== JOB ITEM ==
Copy out the listing from its start through the line containing "positive clicks: (867, 475)", including that line, and leave the pictures out.

== SUPPLIED DATA ==
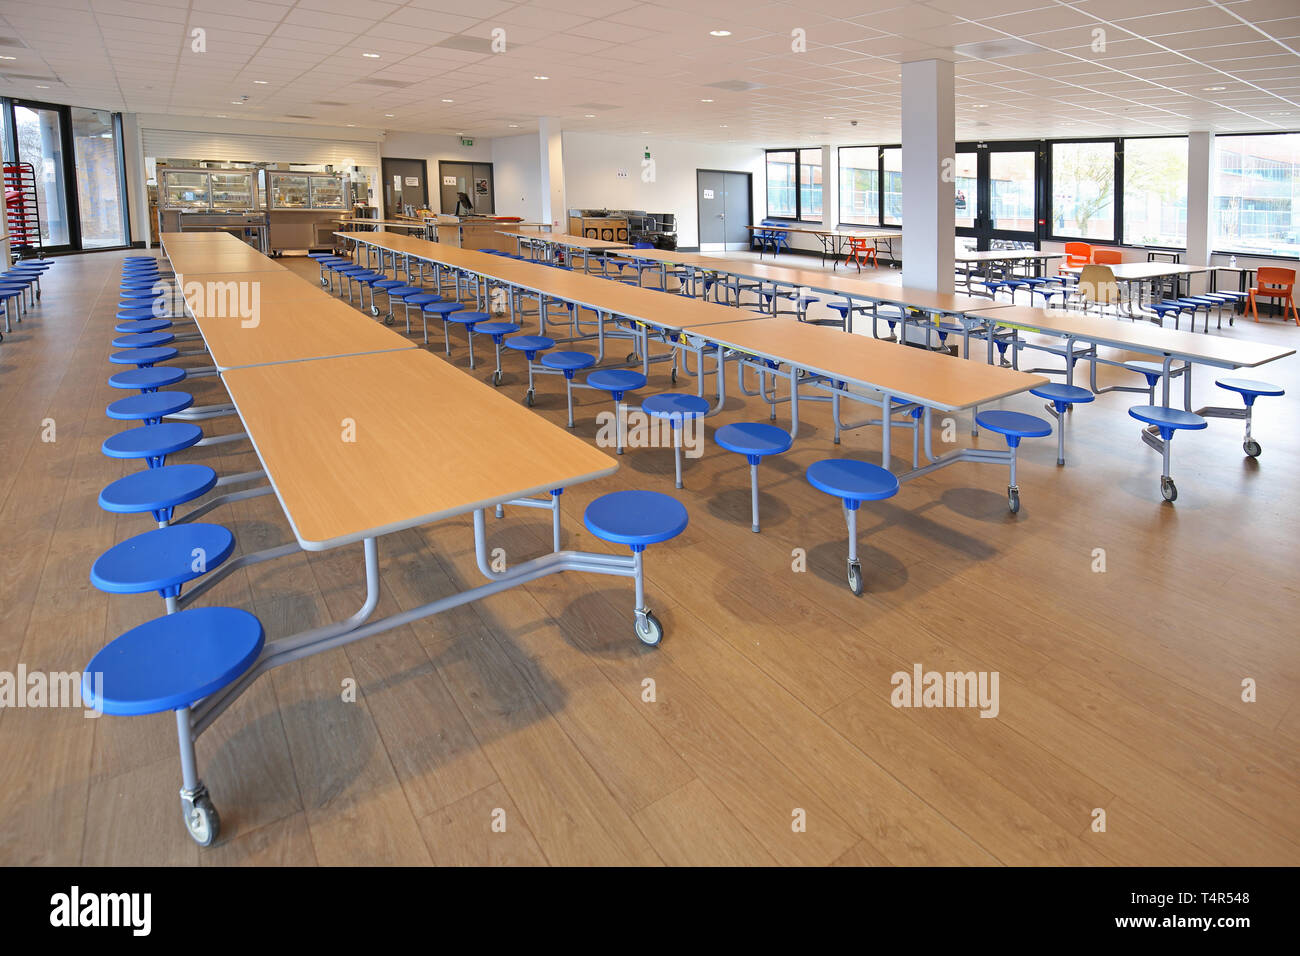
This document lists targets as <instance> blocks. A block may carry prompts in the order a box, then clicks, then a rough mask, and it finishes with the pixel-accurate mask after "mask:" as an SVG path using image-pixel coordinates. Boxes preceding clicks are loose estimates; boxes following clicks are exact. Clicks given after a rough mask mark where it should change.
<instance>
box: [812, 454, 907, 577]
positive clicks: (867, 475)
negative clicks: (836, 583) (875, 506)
mask: <svg viewBox="0 0 1300 956" xmlns="http://www.w3.org/2000/svg"><path fill="white" fill-rule="evenodd" d="M805 476H806V477H807V480H809V484H810V485H813V486H814V488H816V489H818V490H819V492H826V493H827V494H833V496H836V497H837V498H840V501H841V502H842V503H844V520H845V523H846V524H848V525H849V571H848V578H849V591H852V592H853V593H854V594H855V596H859V597H861V594H862V564H861V563H858V509H859V507H861V506H862V502H865V501H880V499H883V498H892V497H893V496H896V494H897V493H898V479H897V477H896V476H894V473H893V472H891V471H888V470H887V468H881V467H880V466H879V464H870V463H867V462H857V460H853V459H850V458H827V459H823V460H820V462H815V463H813V464H811V466H810V467H809V470H807V472H805Z"/></svg>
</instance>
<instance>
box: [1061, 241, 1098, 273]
mask: <svg viewBox="0 0 1300 956" xmlns="http://www.w3.org/2000/svg"><path fill="white" fill-rule="evenodd" d="M1091 261H1092V246H1089V245H1088V243H1087V242H1067V243H1066V245H1065V261H1063V263H1062V264H1061V269H1062V271H1065V269H1067V268H1070V269H1082V268H1083V267H1084V265H1087V264H1088V263H1091Z"/></svg>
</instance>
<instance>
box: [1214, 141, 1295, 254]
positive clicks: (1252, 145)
mask: <svg viewBox="0 0 1300 956" xmlns="http://www.w3.org/2000/svg"><path fill="white" fill-rule="evenodd" d="M1213 190H1214V191H1213V198H1212V206H1210V226H1212V229H1213V235H1214V248H1216V250H1223V251H1226V252H1253V254H1257V255H1281V256H1300V216H1297V215H1296V208H1297V204H1300V133H1275V134H1266V135H1251V137H1217V138H1216V139H1214V182H1213Z"/></svg>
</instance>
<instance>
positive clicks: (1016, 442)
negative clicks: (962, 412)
mask: <svg viewBox="0 0 1300 956" xmlns="http://www.w3.org/2000/svg"><path fill="white" fill-rule="evenodd" d="M975 424H978V425H979V427H980V428H987V429H988V431H991V432H997V433H998V434H1002V436H1005V437H1006V444H1008V445H1010V446H1011V447H1015V446H1017V445H1019V444H1021V438H1041V437H1043V436H1045V434H1052V425H1050V424H1049V423H1048V421H1044V420H1043V419H1040V418H1037V416H1035V415H1026V414H1024V412H1019V411H1002V410H1001V408H992V410H989V411H982V412H980V414H979V415H976V416H975Z"/></svg>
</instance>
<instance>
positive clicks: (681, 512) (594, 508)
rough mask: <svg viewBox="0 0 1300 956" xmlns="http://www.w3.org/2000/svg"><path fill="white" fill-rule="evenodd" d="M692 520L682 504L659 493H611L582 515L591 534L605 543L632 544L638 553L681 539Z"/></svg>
mask: <svg viewBox="0 0 1300 956" xmlns="http://www.w3.org/2000/svg"><path fill="white" fill-rule="evenodd" d="M689 520H690V515H688V514H686V509H685V506H684V505H682V503H681V502H680V501H677V499H676V498H673V497H671V496H667V494H660V493H659V492H640V490H627V492H611V493H610V494H602V496H601V497H599V498H597V499H595V501H593V502H591V503H590V505H588V506H586V511H584V512H582V524H585V525H586V529H588V531H590V532H591V533H593V535H595V536H597V537H598V538H602V540H603V541H611V542H614V544H620V545H629V546H630V548H632V550H634V551H641V550H645V546H646V545H653V544H658V542H659V541H667V540H668V538H672V537H677V535H680V533H681V532H682V531H685V529H686V524H688V523H689Z"/></svg>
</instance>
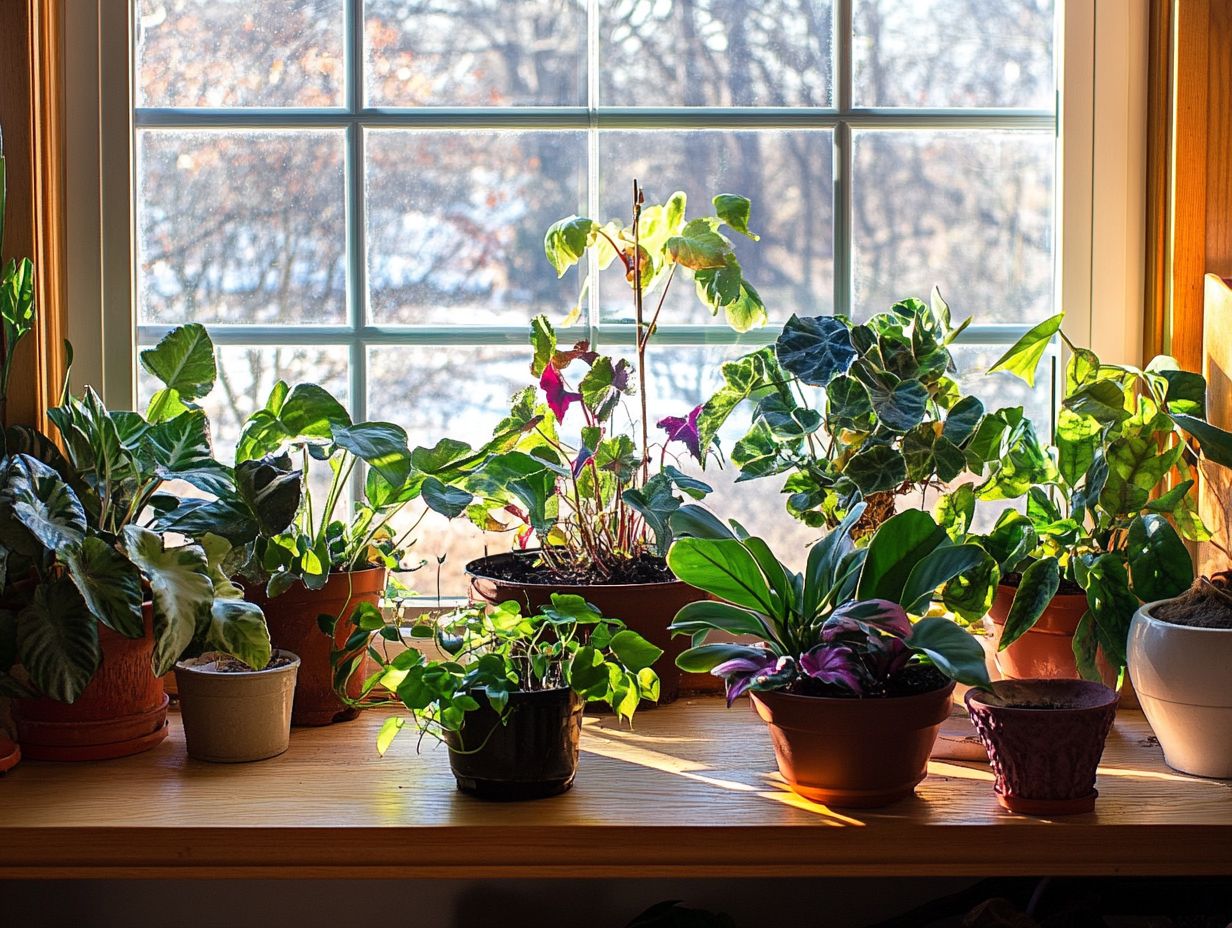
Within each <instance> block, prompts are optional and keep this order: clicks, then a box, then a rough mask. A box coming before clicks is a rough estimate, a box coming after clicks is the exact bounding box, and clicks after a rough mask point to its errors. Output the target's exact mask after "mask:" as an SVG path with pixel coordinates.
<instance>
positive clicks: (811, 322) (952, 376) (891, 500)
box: [697, 290, 988, 539]
mask: <svg viewBox="0 0 1232 928" xmlns="http://www.w3.org/2000/svg"><path fill="white" fill-rule="evenodd" d="M968 322H970V319H968V320H965V322H962V323H960V324H957V325H955V324H954V323H952V320H951V315H950V308H949V306H947V304H946V303H945V301H942V299H941V297H940V293H938V292H936V291H935V290H934V291H933V298H931V302H930V303H929V304H925V303H923V302H922V301H919V299H904V301H902V302H899V303H896V304H894V306H893V307H891V309H890V312H887V313H878V314H876V315H873V317H872V318H871V319H869V320H867V322H865V323H855V322H853V320H851V319H849V318H846V317H844V315H818V317H811V318H801V317H797V315H792V317H791V319H790V320H788V322H787V323H786V325H784V328H782V332H781V333H780V335H779V338H777V340H776V341H775V344H774V345H772V346H768V348H764V349H760V350H758V351H754V352H752V354H749V355H747V356H744V357H742V359H739V360H736V361H731V362H728V364H726V365H723V368H722V373H723V386H722V387H719V388H718V391H717V392H716V393H715V394H713V396H712V397H711V398H710V399H708V401H707V402H706V403H705V405H703V407H702V408H701V410H700V414H699V417H697V433H699V442H700V445H701V446H702V447H708V446H710V445H711V442H713V441H715V439H716V436H717V434H718V430H719V429H721V428H722V425H723V423H726V421H727V419H728V417H731V415H732V413H734V412H736V410H737V409H738V408H740V407H749V408H750V409H752V419H753V421H752V428H750V429H749V431H748V434H747V435H744V438H742V439H740V440H739V441H738V442H737V444H736V446H734V447H733V449H732V454H731V458H732V462H733V463H736V466H737V467H738V468H739V471H740V476H739V478H738V479H739V481H750V479H756V478H761V477H775V476H781V474H787V476H786V479H785V482H784V486H782V492H784V493H786V494H787V510H788V511H790V513H791V514H792V515H793V516H795V518H797V519H800V520H802V521H803V523H806V524H808V525H813V526H830V527H833V526H835V525H838V524H839V523H840V521H841V520H843V519H844V518H845V515H846V514H848V513H849V511H851V509H853V508H854V507H855V504H856V503H859V502H860V500H861V499H862V500H864V502H865V503H867V507H866V509H865V510H864V513H865V515H864V520H862V521H861V523H860V524H857V525H856V526H855V529H854V531H855V536H856V537H857V539H859V537H865V536H867V535H869V534H871V532H872V530H873V529H875V527H876V526H877V525H878V524H881V523H882V521H885V520H886V519H888V518H890V516H891V515H893V513H894V504H896V500H897V498H899V497H902V495H906V494H920V495H923V493H924V492H925V490H926V489H928V488H929V487H938V486H941V484H944V483H947V482H950V481H952V479H955V478H956V477H958V476H960V474H961V473H963V472H966V471H968V470H970V471H976V472H982V470H983V468H984V466H986V465H987V463H988V456H987V451H988V449H987V444H986V442H983V441H982V435H981V429H982V426H983V424H984V418H986V414H984V407H983V403H981V401H979V399H977V398H976V397H973V396H971V394H963V393H962V391H961V388H960V385H958V381H957V378H956V367H955V362H954V356H952V354H951V352H950V345H951V343H952V341H954V339H955V338H956V336H957V335H958V333H961V332H962V329H963V328H966V325H967V323H968Z"/></svg>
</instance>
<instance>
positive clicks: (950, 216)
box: [851, 131, 1053, 324]
mask: <svg viewBox="0 0 1232 928" xmlns="http://www.w3.org/2000/svg"><path fill="white" fill-rule="evenodd" d="M851 134H853V144H854V157H855V170H854V177H853V185H851V187H853V205H851V212H853V223H851V224H853V237H854V240H853V276H854V293H855V298H854V302H855V314H856V317H859V318H867V317H869V315H870V314H871V313H873V312H880V311H882V309H886V308H888V307H890V306H891V304H892V303H894V302H896V301H897V299H901V298H903V297H904V296H912V295H917V296H922V297H925V296H926V295H928V293H929V291H930V290H931V288H933V286H934V285H936V286H938V287H940V288H941V293H942V295H945V296H946V298H947V299H951V301H954V306H955V311H956V312H957V313H960V314H962V313H963V312H970V313H972V314H978V317H979V322H981V324H989V323H1023V322H1040V320H1042V319H1044V318H1045V317H1047V315H1050V314H1051V312H1052V272H1053V261H1052V240H1053V235H1052V182H1053V181H1052V176H1053V137H1052V134H1051V133H1031V132H881V131H867V132H853V133H851ZM962 307H968V309H966V311H965V309H963V308H962Z"/></svg>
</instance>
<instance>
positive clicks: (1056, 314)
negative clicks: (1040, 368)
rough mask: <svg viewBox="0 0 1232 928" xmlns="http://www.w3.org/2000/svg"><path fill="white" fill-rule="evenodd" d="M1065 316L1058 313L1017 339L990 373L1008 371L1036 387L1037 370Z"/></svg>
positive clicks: (1007, 371)
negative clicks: (1036, 371)
mask: <svg viewBox="0 0 1232 928" xmlns="http://www.w3.org/2000/svg"><path fill="white" fill-rule="evenodd" d="M1064 318H1066V314H1064V313H1057V314H1056V315H1053V317H1052V318H1050V319H1045V320H1044V322H1041V323H1040V324H1039V325H1036V327H1035V328H1032V329H1031V330H1030V332H1027V333H1026V334H1025V335H1023V338H1020V339H1019V340H1018V341H1015V343H1014V344H1013V345H1011V346H1010V349H1009V351H1007V352H1005V354H1004V355H1002V356H1000V357H999V359H998V360H997V364H994V365H993V366H992V367H989V368H988V373H995V372H997V371H1007V372H1009V373H1013V375H1014V376H1015V377H1019V378H1020V380H1024V381H1026V385H1027V386H1029V387H1034V386H1035V372H1036V368H1037V367H1039V366H1040V360H1041V359H1042V357H1044V352H1045V351H1047V349H1048V343H1051V341H1052V336H1053V335H1056V334H1057V333H1058V332H1060V330H1061V322H1062V319H1064Z"/></svg>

== ANSWER AREA ==
This document lists targets as <instance> blocks. A block may carry prompts in the order a box, then clicks, then a rough mask, and it finishes with the pixel-accurate mask after "mask:" as an SVG path using image-pixel coordinates. Boxes preceding clicks are loose estimates; boxes following clicks are exact. Clicks given after a rough mask mark where it should change.
<instance>
box: [812, 454, 907, 577]
positive clicks: (867, 475)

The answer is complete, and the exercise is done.